▶ [REQUIRED TASKS]:
- a) According to the article on AI in 3D interfaces, which company tries to solve the problem of 3D creation by moving the process inside the headset?
- b) Duplicate part of the article on AI in 3D interfaces, starting with "In the future" and going on through "easy to make?".

▶ [SELECTED PASSAGE]:
-*-*-

The Freedom of Constraints: AI in 3D Interfaces

The Freedom of Constraints: AI in 3D Interfaces

In the future predicted by Apple, Meta and dozens of other huge companies sinking billions into R&D on VR and AR headsets, the interactive world will no longer be restricted to the flat plane. Why should websites still be the same 2D experiences we were making back in the Web 2.0 days? So we decided to play around with the idea: what if we made 3D websites really easy to make?

A little while ago I wrote about AI as the future of interface. I think that is absolutely going to be the best way for users to interact with tools in particular, and I’ve recently had the opportunity to test out that theory with a project I’ve been working on with a few friends.?

We’re extremely early on this project - these are dirty prototypes to prove out theories and not launchable code. But I think there are still some interesting things to learn from the work we’ve done so far, particularly around helping people interact with the 3D world and in using AI to make that stress-free.

3D in the Second Dimension

Those of us with experience working in games can probably remember the first time they ever tried working in a 3D engine. Getting things perfectly aligned in one view, just to rotate the scene and realize you’re way off in the axis you couldn’t see, was a new brand of frustrating. The fact is that humans are pretty good at interacting in 3D spaces - we live in them 24/7 - but if you put that 3D space behind a 2D plane (your monitor) it becomes much more difficult.

Some companies like ShapesXR try to solve this problem by moving the creation process inside 3D and inside the headset. This works pretty well, but still requires a pretty steady hand and a great deal of patience - and so far you still need to move them to another engine to actually deploy it anywhere, which is a headache all its own.? So we took it as an interface problem.

Meet our test site: Alien Sushi. This represents some of the ways we tried to solve these problems with some common website elements. It’s a fun little website as if aliens had their own sushi restaurant.?

-*-*-

(Records held in a dataset)

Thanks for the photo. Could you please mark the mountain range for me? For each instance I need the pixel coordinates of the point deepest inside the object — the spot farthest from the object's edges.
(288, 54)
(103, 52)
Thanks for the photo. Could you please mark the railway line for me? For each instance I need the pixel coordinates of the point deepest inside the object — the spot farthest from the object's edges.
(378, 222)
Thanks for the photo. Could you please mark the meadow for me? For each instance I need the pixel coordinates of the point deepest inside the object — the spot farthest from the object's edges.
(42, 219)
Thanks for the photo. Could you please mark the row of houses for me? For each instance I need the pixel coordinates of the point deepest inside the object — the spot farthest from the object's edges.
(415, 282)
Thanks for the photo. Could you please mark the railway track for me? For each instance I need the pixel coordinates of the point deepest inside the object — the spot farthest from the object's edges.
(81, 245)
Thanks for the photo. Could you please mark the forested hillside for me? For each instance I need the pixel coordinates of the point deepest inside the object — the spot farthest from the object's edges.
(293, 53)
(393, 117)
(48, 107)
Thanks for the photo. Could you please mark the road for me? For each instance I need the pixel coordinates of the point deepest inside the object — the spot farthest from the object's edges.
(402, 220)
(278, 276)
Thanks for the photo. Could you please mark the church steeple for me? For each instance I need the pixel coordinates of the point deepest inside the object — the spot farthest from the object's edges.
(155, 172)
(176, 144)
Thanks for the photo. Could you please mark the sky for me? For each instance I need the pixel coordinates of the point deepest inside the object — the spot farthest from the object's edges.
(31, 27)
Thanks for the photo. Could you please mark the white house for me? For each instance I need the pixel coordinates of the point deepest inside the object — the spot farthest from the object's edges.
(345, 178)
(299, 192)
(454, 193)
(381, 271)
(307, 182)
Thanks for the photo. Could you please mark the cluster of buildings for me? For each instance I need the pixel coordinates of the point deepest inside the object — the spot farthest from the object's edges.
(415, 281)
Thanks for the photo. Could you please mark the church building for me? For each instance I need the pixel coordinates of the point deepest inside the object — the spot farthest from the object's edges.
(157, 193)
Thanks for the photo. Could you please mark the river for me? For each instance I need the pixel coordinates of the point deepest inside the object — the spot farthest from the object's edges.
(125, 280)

-*-*-

▶ [ANSWERS FOR THIS EXERCISE]:
- a) ShapesXR

- b)
In the future predicted by Apple, Meta and dozens of other huge companies sinking billions into R&D on VR and AR headsets, the interactive world will no longer be restricted to the flat plane. Why should websites still be the same 2D experiences we were making back in the Web 2.0 days? So we decided to play around with the idea: what if we made 3D websites really easy to make?